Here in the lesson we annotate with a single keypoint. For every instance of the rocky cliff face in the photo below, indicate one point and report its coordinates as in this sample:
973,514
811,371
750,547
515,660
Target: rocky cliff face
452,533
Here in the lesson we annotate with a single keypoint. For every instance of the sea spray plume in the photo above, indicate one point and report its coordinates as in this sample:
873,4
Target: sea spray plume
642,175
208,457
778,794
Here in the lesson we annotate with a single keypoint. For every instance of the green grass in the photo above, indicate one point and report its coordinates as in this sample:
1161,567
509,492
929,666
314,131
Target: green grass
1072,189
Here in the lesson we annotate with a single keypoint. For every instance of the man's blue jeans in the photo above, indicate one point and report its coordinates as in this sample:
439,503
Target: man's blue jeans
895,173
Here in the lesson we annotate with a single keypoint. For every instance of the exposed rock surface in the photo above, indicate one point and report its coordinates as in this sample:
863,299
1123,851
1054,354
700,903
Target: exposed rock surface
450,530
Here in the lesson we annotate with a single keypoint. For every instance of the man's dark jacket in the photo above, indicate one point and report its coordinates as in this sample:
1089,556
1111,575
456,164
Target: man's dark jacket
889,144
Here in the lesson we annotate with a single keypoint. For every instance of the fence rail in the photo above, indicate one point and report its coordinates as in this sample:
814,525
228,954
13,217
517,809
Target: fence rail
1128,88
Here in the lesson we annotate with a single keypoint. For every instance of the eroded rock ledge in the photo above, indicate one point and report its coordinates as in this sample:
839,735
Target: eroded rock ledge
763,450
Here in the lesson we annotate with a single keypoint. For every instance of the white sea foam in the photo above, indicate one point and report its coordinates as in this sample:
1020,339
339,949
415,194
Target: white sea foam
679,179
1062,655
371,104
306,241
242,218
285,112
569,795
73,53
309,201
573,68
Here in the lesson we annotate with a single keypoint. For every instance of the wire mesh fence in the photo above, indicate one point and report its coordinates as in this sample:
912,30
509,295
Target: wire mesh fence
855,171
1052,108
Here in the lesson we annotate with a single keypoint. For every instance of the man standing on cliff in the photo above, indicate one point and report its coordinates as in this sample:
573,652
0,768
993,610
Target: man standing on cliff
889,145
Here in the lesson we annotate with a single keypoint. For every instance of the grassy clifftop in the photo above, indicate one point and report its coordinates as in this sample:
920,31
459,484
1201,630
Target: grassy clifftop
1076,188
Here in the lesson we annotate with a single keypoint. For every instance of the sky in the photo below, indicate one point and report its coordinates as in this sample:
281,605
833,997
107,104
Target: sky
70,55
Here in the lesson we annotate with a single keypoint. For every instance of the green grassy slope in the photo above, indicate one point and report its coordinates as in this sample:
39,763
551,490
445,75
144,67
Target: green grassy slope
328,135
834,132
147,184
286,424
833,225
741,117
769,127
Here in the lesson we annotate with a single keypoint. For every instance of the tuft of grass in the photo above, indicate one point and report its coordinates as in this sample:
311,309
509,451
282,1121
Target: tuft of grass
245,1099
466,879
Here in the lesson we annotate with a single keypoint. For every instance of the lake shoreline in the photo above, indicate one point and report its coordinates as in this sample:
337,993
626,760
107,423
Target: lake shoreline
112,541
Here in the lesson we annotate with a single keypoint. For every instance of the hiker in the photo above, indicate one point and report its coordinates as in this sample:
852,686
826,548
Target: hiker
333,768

_ _ _ _ _ _ _

Word for word, write out all of the data above.

Here in the lesson we annotate with a single keypoint. For every instance of the rocky cliff face in the photo below, indicate one point and report its coordinates as in this sample:
973,514
811,371
750,547
515,660
Target: rocky cliff face
452,533
Here in the lesson we annotate with a single keypoint. For every instance of the sea spray plume in the photo above, indicate one point and report its coordinates as in this sample:
873,4
Target: sea spray plume
642,175
208,457
778,794
Here in the lesson we annotate with a single keypoint. For every instance of the green grass in the photo above, indicate one point and report its coordinates as in this sample:
1161,567
509,492
929,666
314,131
Target: green grass
1072,189
Here in the lesson we annotate with a single keypoint. For every instance of the man's blue jeans in the photo above, indicate one point and report its coordinates as in this sample:
439,503
Target: man's blue jeans
895,173
Here in the lesson we annotate with a single keypoint. For every instance of the exposed rock surface in the photo above, indicate one point and report its coordinates as in this sample:
863,299
1123,851
1054,354
700,903
Target: exposed rock surface
450,530
Here in the lesson we annotate with a single keypoint. For every instance of the man's dark jacket in the photo above, indicate one point and report its coordinates as in this sample:
1089,556
1111,575
456,164
Target: man's dark jacket
889,144
Here in the lesson we annotate with a single keypoint. For every instance of the fence rail in the photo above, indicate one point and report its coordinates as in this sample:
814,525
228,954
13,217
517,809
Target: fence rail
1128,88
Here in the lesson we annotate with a single keypoint. For every instance of the eroded rock ledge in the photo above, indicate one point and report its coordinates as in this sample:
839,735
Target: eroded rock ledge
763,450
Here in the lesson we annotate with a single keypoint. For every instance of the white sea foam in the photo above, indicate one point and report its coordinates as in this sample:
1020,339
339,949
415,194
Target: white sea foam
679,179
1062,655
371,104
306,241
242,218
285,112
569,795
73,53
309,201
573,68
Here in the lesson we annotate with a single keypoint. For every instance of the wire mesh fence in the photo above, indicate one point and report its coordinates as in this sample:
912,30
509,295
Target: wire mesh fence
855,171
1052,108
Here in the lesson we annotate with a single keypoint. For every instance of the man standing on cliff in the photo above, indicate one point and report its coordinates as in this sample:
573,652
0,768
993,610
Target: man standing on cliff
889,145
Here in the lesson we annotate with a single keypoint. For every instance of the grassy clifftop in the photo above, indicate one point and report its coordinates as in this sample:
920,31
459,484
1201,630
Target: grassy clifftop
1076,188
Here in the lesson we annotate with a single keypoint. For every instance of the sky in the photo below, indicate one point and report its coordinates as in this sample:
281,605
833,997
107,104
Target: sky
70,55
Here in the lesson we annotate with a single keypoint. For every instance of the green grassy slope in the photo above, indicate one point and report its coordinates as in this sample:
39,763
551,490
445,75
144,67
Target: green grassy slope
328,135
834,132
147,184
286,424
833,225
741,117
769,127
Here in the lesson we annotate with a single keypoint. For every instance of the tuft of grass in the photo above, indicate one point and report its coordinates as in this sample:
311,309
509,451
282,1121
Target: tuft of grass
245,1099
466,879
Here in the lesson we annotate with a single keypoint. For every instance of the lake shoreline in the photo above, indicate one point and report its coordinates as in this sample:
337,993
626,760
107,423
Target: lake shoreline
112,541
Here in the lesson we annotate with a single keypoint. For every instance of the hiker in the photo above, indicate one point and report its coordinates as in this sample:
852,686
826,548
Target: hiker
333,768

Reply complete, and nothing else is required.